• [Task objective] Please repeat the part of the article on AI tools that opens with "The tool you're" and closes with "Most people do.", swapping "browser" for "web browser".

• [Source document]
This article provides an insight into a more useful conversation, with an understanding of both the warning and the promising versions. AI tools are already part of how CSO staff works. The question is no longer whether to use them, but how to use them without losing the critical judgement that makes that work meaningful.
The tool you're already using — and may not fully understand
Think about the last time you looked something up. Depending on which browser or search engine you used, the first thing you saw may not have been a list of links but a paragraph, formatted like an answer, generated by an AI model. You may have read it and moved on, considering your search solved. Most people do.
This is one of the ways AI has quietly become an information source, not just a productivity tool. Search engines like Google, Bing, and others now display AI-generated responses before any human-curated result. The paragraph looks authoritative, and the answers don’t always include a byline, a date, or a list of sources you can check.

(Saved entries)
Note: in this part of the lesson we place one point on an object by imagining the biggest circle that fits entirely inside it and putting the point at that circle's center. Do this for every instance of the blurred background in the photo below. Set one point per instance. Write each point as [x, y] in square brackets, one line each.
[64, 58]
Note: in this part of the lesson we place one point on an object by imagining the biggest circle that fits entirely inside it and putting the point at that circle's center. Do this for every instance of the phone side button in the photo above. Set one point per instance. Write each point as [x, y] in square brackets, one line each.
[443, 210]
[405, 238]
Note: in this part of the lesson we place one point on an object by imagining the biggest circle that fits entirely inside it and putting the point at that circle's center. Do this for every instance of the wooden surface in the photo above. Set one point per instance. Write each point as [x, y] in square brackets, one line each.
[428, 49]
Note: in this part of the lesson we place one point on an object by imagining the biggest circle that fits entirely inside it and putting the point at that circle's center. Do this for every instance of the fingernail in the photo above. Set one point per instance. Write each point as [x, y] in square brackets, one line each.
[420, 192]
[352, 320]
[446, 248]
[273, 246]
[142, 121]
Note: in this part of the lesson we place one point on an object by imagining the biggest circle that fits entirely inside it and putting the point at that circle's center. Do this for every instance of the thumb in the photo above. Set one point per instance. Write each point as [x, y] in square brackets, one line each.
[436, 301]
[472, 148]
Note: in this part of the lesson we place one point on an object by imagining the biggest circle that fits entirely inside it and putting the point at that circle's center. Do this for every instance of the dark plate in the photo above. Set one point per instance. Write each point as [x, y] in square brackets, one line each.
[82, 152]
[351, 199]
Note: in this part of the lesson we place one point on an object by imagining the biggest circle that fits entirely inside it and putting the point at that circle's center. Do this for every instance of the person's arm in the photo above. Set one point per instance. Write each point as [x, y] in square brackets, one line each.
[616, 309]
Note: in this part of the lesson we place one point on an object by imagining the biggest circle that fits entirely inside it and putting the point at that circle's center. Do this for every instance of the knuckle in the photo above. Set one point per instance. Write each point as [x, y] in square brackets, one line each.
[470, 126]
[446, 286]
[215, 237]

* * *

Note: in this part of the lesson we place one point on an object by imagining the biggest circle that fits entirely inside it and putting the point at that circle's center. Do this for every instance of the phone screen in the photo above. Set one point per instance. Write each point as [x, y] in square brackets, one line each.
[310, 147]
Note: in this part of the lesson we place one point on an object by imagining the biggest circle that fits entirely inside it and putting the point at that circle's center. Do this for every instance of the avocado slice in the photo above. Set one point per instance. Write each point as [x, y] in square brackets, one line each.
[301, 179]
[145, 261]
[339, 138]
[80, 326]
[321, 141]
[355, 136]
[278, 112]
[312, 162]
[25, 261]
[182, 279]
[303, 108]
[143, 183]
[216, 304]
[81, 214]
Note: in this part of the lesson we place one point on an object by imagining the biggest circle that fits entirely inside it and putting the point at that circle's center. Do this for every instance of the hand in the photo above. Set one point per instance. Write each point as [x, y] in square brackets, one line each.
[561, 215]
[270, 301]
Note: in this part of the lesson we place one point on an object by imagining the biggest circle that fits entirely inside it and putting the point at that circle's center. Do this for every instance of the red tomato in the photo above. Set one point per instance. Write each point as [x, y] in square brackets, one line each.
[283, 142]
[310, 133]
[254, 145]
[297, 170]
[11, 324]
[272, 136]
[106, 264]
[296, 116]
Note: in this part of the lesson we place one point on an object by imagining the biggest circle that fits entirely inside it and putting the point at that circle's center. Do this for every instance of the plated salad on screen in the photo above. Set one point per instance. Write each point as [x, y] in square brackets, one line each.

• [Solved problem]
The tool you're already using — and may not fully understand
Think about the last time you looked something up. Depending on which web browser or search engine you used, the first thing you saw may not have been a list of links but a paragraph, formatted like an answer, generated by an AI model. You may have read it and moved on, considering your search solved. Most people do.